PROBLEM: Rewrite the lines starting with the line containing "head** | outline every instance" and going on through the line containing "M 197 198 L", with every "moth" changed to "butterfly" and everything else left the same.
** start DATA EXCERPTS **
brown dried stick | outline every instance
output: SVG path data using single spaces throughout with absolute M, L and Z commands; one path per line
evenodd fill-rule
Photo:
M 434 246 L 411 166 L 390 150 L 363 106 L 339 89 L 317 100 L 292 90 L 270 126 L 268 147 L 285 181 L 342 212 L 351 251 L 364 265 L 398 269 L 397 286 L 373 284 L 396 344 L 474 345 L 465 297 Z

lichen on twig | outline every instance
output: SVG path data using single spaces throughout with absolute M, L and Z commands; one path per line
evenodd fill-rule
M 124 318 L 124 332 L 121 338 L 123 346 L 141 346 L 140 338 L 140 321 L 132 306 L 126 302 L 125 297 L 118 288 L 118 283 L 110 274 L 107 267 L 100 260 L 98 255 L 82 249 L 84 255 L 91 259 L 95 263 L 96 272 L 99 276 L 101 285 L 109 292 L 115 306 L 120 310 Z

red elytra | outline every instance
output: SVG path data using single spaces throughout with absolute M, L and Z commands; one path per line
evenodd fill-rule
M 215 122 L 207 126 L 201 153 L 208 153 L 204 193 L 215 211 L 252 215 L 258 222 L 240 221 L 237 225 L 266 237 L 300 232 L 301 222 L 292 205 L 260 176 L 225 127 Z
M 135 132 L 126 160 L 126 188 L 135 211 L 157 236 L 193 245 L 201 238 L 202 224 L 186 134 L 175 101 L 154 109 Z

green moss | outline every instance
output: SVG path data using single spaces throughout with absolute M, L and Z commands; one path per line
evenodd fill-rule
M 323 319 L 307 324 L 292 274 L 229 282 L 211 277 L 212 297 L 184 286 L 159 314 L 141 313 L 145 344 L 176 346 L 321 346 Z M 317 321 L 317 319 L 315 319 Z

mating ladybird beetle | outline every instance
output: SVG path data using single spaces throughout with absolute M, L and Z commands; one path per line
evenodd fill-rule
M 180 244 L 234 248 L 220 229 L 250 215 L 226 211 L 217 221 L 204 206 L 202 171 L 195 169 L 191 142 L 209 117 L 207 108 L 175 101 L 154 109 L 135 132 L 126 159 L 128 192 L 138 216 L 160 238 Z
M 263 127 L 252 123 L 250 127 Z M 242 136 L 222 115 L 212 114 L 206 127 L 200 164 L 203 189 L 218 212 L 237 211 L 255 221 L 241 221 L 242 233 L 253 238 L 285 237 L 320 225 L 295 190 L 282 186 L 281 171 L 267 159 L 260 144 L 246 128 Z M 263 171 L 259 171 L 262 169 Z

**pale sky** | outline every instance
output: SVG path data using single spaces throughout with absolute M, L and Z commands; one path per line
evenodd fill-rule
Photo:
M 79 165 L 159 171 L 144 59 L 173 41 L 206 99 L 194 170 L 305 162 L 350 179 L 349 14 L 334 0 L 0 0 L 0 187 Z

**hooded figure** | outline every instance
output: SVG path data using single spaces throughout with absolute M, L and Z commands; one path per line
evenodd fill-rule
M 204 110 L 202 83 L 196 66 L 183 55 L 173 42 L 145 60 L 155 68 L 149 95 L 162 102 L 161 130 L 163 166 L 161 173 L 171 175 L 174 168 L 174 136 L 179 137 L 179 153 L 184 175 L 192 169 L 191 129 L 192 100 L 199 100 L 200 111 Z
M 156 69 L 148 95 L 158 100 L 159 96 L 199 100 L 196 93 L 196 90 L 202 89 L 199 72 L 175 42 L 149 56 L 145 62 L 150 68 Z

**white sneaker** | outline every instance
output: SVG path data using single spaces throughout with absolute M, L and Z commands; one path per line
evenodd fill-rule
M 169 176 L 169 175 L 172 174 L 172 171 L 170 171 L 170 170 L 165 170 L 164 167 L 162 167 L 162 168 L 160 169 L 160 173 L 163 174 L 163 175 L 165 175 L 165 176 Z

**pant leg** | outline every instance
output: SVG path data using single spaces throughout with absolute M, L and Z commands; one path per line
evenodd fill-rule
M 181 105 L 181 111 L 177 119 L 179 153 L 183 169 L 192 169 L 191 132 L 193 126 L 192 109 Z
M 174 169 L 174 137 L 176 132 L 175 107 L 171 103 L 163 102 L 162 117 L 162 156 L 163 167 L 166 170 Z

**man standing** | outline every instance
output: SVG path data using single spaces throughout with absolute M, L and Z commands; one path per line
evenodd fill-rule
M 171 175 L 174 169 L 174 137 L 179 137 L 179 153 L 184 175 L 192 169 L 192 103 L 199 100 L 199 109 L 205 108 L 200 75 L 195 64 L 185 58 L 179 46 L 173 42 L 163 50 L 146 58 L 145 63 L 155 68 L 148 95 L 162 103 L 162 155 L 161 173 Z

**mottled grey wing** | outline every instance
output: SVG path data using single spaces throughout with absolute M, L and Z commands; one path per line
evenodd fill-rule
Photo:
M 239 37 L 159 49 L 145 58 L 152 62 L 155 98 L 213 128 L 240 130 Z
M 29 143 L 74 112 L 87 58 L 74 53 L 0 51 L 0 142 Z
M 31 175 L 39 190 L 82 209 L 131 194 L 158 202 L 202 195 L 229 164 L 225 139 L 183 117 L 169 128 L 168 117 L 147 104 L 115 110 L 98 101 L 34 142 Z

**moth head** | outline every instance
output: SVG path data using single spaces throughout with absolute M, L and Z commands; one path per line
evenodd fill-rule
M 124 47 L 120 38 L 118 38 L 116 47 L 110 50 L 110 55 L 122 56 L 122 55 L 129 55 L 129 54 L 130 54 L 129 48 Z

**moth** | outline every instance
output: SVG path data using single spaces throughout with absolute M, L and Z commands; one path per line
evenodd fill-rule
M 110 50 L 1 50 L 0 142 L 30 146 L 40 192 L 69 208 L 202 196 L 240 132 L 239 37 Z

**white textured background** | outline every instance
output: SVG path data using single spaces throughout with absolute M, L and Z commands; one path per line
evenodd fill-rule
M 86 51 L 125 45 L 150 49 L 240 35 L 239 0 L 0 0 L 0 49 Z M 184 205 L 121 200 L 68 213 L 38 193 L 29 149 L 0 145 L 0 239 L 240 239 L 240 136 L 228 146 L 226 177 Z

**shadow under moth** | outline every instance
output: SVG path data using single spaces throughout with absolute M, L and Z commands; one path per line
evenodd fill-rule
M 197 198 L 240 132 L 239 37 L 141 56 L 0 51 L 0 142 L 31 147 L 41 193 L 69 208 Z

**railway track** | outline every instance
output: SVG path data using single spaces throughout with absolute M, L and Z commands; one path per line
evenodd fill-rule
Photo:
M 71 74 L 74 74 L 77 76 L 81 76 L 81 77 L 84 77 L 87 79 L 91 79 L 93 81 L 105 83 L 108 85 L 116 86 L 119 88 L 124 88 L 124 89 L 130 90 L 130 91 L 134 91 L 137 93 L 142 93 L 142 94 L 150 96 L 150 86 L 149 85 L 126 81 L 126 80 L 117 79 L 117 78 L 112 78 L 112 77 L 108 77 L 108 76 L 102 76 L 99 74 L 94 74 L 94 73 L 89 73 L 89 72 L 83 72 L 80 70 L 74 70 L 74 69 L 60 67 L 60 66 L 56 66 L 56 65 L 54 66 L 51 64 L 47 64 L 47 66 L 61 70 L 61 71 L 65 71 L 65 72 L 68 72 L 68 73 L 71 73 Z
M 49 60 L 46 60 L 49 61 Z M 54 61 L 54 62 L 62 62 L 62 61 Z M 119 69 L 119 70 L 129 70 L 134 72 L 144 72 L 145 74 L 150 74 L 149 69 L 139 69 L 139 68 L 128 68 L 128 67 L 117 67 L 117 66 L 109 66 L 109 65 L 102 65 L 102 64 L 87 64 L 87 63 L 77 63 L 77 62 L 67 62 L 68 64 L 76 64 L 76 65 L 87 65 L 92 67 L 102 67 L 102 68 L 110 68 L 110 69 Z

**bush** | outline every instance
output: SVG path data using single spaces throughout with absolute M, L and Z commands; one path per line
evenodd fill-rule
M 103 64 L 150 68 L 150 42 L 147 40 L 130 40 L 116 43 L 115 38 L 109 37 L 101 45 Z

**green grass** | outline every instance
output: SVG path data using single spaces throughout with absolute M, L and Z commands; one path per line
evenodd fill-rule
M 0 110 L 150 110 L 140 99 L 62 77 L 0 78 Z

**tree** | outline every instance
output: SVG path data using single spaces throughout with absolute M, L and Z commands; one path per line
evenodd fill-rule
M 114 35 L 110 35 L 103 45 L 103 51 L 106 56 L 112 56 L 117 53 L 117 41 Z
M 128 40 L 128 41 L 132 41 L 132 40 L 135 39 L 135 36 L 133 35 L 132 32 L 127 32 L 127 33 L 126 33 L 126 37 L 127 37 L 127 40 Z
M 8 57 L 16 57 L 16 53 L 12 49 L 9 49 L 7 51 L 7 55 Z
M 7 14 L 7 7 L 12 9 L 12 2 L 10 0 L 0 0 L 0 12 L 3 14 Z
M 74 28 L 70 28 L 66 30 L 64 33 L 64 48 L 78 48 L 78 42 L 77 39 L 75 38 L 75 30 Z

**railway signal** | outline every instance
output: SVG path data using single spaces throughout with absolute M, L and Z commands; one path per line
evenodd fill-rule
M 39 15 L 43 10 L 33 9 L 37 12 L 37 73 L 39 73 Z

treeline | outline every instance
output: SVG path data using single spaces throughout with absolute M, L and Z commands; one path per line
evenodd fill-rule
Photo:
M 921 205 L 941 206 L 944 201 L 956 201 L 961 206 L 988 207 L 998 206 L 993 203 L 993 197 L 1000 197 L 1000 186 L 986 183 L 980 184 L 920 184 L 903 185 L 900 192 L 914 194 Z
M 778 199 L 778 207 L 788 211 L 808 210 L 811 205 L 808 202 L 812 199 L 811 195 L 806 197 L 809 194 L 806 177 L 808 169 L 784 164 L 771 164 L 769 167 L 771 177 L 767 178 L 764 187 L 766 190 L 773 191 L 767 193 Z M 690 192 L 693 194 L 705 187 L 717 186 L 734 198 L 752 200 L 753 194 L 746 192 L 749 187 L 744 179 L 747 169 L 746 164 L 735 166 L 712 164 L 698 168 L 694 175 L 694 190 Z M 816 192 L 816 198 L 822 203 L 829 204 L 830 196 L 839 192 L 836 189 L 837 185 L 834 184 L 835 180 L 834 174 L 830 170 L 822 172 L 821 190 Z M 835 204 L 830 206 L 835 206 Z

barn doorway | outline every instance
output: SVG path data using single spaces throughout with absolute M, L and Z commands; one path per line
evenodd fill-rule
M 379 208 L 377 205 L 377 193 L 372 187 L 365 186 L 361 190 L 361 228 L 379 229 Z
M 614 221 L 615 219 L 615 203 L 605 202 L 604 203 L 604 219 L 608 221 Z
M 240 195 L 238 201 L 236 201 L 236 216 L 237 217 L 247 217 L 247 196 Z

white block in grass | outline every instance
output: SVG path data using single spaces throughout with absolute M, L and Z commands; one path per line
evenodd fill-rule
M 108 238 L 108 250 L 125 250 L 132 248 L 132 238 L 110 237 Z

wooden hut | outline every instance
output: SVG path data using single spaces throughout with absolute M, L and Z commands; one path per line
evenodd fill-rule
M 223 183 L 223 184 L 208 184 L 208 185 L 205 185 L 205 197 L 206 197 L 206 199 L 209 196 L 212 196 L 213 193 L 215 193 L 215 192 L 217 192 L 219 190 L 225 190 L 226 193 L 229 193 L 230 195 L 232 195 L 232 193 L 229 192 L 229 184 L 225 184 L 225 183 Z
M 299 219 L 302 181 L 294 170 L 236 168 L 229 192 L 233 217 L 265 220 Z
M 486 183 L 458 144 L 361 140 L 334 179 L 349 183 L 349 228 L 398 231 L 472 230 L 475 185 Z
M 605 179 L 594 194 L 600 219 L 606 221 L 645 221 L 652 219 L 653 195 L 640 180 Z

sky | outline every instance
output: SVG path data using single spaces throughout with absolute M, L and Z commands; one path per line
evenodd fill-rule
** end DATA EXCERPTS **
ANSWER TO THIS TASK:
**butterfly head** | outline every instance
output: SVG path data using single spaces throughout with absolute M, L and Z commands; one path per line
evenodd fill-rule
M 124 47 L 120 38 L 118 38 L 116 47 L 110 50 L 110 55 L 122 56 L 122 55 L 129 55 L 129 54 L 130 54 L 129 48 Z

**butterfly** | outline every instance
output: SVG path data using single spaces throughout with absolute M, L and Z commands; one path per line
evenodd fill-rule
M 110 50 L 1 50 L 0 142 L 30 146 L 40 192 L 69 208 L 202 196 L 240 132 L 239 37 Z

**white textured background** | outline every instance
output: SVG path data using single spaces throughout with absolute M, L and Z commands; one path per line
evenodd fill-rule
M 86 51 L 125 45 L 150 49 L 240 35 L 239 0 L 0 0 L 0 49 Z M 184 205 L 121 200 L 68 213 L 38 193 L 29 149 L 0 145 L 0 239 L 240 239 L 240 136 L 228 146 L 226 177 Z

**shadow under butterfly** | outline every instance
output: SVG path data using single spaces throughout with absolute M, L and Z commands; one path per line
evenodd fill-rule
M 197 198 L 240 132 L 239 37 L 141 56 L 0 51 L 0 142 L 31 147 L 41 193 L 69 208 Z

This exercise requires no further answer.